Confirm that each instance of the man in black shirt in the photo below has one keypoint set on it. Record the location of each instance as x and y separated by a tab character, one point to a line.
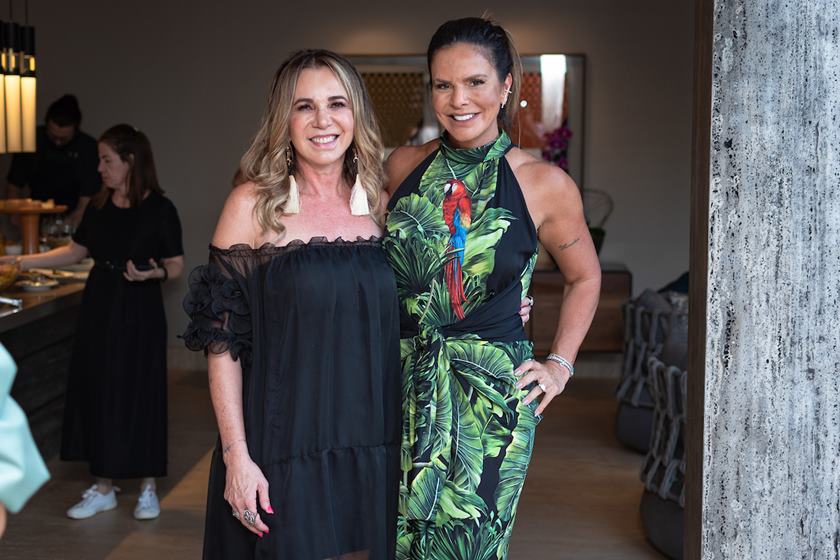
64	165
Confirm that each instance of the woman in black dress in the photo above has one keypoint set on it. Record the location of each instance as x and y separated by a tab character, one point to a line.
297	310
115	412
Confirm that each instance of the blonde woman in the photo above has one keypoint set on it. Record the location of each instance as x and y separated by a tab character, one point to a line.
297	311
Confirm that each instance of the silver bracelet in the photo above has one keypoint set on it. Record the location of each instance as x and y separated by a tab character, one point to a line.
563	362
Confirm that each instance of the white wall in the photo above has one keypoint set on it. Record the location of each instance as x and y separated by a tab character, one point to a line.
194	77
771	481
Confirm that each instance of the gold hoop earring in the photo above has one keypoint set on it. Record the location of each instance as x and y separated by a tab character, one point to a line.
358	196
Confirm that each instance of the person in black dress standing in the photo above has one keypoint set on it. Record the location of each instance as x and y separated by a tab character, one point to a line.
297	310
115	412
63	166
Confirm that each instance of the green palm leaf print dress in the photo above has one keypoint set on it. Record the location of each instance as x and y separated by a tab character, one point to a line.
463	248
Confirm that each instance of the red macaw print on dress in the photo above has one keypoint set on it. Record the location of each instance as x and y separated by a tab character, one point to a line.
457	213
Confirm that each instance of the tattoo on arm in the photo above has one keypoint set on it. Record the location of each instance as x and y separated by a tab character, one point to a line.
564	246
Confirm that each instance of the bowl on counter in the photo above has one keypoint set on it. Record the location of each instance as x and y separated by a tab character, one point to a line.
37	285
8	274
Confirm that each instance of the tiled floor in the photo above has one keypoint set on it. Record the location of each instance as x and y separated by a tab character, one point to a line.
580	500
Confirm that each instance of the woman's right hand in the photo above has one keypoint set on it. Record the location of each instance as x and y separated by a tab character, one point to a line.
245	483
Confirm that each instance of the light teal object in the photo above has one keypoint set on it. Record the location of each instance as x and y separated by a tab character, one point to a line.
22	471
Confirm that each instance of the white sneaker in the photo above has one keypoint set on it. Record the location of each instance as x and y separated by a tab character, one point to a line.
147	505
92	503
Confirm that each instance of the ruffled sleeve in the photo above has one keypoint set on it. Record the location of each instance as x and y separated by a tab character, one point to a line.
217	304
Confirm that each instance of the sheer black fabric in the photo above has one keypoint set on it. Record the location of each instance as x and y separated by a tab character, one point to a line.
315	327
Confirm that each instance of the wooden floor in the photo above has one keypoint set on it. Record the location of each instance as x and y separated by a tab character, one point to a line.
580	500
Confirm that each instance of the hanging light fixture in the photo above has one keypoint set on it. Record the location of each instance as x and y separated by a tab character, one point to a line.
18	87
27	88
3	147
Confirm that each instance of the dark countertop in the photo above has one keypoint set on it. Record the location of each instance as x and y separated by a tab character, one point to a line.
37	305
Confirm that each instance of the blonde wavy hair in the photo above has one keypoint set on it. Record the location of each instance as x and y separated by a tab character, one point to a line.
264	163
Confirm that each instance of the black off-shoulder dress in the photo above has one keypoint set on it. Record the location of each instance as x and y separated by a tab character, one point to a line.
315	327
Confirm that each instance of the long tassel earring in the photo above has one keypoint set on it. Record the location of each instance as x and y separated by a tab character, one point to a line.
293	203
358	196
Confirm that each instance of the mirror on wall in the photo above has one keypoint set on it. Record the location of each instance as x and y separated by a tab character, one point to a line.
550	125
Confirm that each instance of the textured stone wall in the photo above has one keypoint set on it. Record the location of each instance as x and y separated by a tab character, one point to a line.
772	424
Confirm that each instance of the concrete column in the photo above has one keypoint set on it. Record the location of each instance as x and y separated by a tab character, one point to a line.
771	487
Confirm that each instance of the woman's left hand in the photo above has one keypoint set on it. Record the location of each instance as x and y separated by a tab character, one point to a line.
133	275
525	308
551	379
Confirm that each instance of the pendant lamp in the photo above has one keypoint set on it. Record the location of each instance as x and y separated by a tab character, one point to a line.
11	80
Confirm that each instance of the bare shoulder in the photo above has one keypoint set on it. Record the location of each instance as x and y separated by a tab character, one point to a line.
236	223
541	181
403	160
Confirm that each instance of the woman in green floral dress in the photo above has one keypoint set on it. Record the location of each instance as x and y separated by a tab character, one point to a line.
466	214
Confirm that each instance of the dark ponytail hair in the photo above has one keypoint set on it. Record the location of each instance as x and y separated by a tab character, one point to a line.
496	42
134	148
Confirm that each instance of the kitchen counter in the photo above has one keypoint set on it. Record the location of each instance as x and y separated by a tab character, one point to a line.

#### Activity
Give back exactly the lines beginning at the one with "Confirm that each instance of the woman in green" and ending at the final line of the material; both boundary lines belong in it.

#### The completed task
Confirm that each instance of the woman in green floral dress in the photo above has one keypoint set on it. Record the location of each instance as x and y separated by a tab character, one point to a line.
466	214
Confirm that each instance of the dark ponytail hair in the photo above has one keypoint set on it. Record the location of each instance as x and y separated by a tab character, one point to a line.
496	42
134	148
Confirm that each instance of the kitchen counter in the photo above has one keypoint set on it. Record the location of each instance as x and y separated by a tab character, one point to a line.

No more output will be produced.